▶ GIVEN REQUEST 1: Retype the passage of the blog post below about moving to a custom domain, starting at "In order to" and ending at "one, www.indiaretold.com .".

▶ EXTRACT:

********************

After about nine months of blogging on Blogger’s free hosting service, I thought it was time to get a custom domain to publish my posts on this blog. This decision was influenced partly by seeing some bloggers whose sites I frequent do so and partly by the advice of other successful bloggers on their blogs. So, on May 23, 2008, I switched to a custom domain mirroring the title of my blog.
In order to ensure continuity and zero disruption, I chose to buy a custom domain through Blogger itself and the present domain was registered with GoDaddy in a jiffy. Blogger also did all the necessary modifications required to shift the blog to this domain. In addition, Blogger continues to provide a free platform to host the blog as before and also seamlessly redirect all readers from my old url, www.vinodksharma.blogspot.com to this one, www.indiaretold.com .
Things couldn’t be better. Or so I thought initially. Then came the shock. New posts on the new custom domain were not visible on either Google search or Google Blog search. It was as if the new content in the blog had disappeared from the net altogether, except if you visited the blog directly. This was a rude shock about which at least I was unable to find any warning anywhere either on Google/Blogger or elsewhere on the net. On my old sub domain, my new posts used to almost instantaneously appear on these two search engines, and almost always on the first page of a search with reasonably relevant keywords. To make matters worse, my Google Page Rank, which was a respectable 2 in my previous sub domain, dropped to zero too!
Then started my frantic efforts to ping Google and other search engines in the hope that new posts would start showing up. Nothing happened. Desperate attempts made through Google and Blogger Help Centres, Groups etc yielded no results. A message posted in one of the groups asking as to why my new posts were invisible is yet unanswered. After going through this most complicated maze for a couple of days, I was finally able to find how to send an email to Blogger. I sent an email alright, but am still waiting for a response.
As I was seriously contemplating switching back to my original web address, came the big relief. Finally, Google search had captured one post on my custom domain. This post, Osama and Obama: Saul and Paul was posted on June 07. Earlier posts posted after the three day transit period required for shifting my blog to the new address i.e. between May 26 and June 07 seem to have been swallowed in the WWW somewhere. They still do not figure in searches and it seems they probably never will. This means that nobody will be able to get to read them unless he has been visiting my site regularly or visits it in future through a search engine looking for something else.

********************

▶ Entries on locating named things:
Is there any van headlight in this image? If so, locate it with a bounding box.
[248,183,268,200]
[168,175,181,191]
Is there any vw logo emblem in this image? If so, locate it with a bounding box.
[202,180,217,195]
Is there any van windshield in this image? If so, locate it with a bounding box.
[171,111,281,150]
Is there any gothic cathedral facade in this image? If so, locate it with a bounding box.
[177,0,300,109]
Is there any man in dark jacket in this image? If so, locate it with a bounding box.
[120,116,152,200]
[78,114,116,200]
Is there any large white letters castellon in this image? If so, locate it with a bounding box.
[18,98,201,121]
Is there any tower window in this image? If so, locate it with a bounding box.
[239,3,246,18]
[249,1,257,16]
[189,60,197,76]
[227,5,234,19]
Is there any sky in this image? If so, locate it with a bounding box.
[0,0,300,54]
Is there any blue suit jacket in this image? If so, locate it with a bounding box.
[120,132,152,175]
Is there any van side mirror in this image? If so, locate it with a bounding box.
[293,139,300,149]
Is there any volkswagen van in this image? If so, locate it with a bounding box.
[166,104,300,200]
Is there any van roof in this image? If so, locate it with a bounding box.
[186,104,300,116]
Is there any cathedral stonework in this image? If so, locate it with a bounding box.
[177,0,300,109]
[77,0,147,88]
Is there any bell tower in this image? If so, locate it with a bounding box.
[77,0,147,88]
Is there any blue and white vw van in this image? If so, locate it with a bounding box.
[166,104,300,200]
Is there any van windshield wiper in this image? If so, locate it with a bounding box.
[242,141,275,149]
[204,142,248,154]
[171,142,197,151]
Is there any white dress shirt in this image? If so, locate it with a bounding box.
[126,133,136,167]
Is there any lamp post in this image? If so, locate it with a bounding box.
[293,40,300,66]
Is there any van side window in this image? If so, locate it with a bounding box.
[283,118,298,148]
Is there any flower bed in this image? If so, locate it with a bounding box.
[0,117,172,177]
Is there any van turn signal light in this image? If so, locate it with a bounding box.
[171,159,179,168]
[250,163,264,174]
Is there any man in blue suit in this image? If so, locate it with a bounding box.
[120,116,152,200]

********************

▶ GIVEN REQUEST 2: Gather every line of the records above that contains the word "tower".

▶ FINISHED ANSWER 1:
In order to ensure continuity and zero disruption, I chose to buy a custom domain through Blogger itself and the present domain was registered with GoDaddy in a jiffy. Blogger also did all the necessary modifications required to shift the blog to this domain. In addition, Blogger continues to provide a free platform to host the blog as before and also seamlessly redirect all readers from my old url, www.vinodksharma.blogspot.com to this one, www.indiaretold.com .

▶ FINISHED ANSWER 2:
Is there any tower window in this image? If so, locate it with a bounding box.
Is there any bell tower in this image? If so, locate it with a bounding box.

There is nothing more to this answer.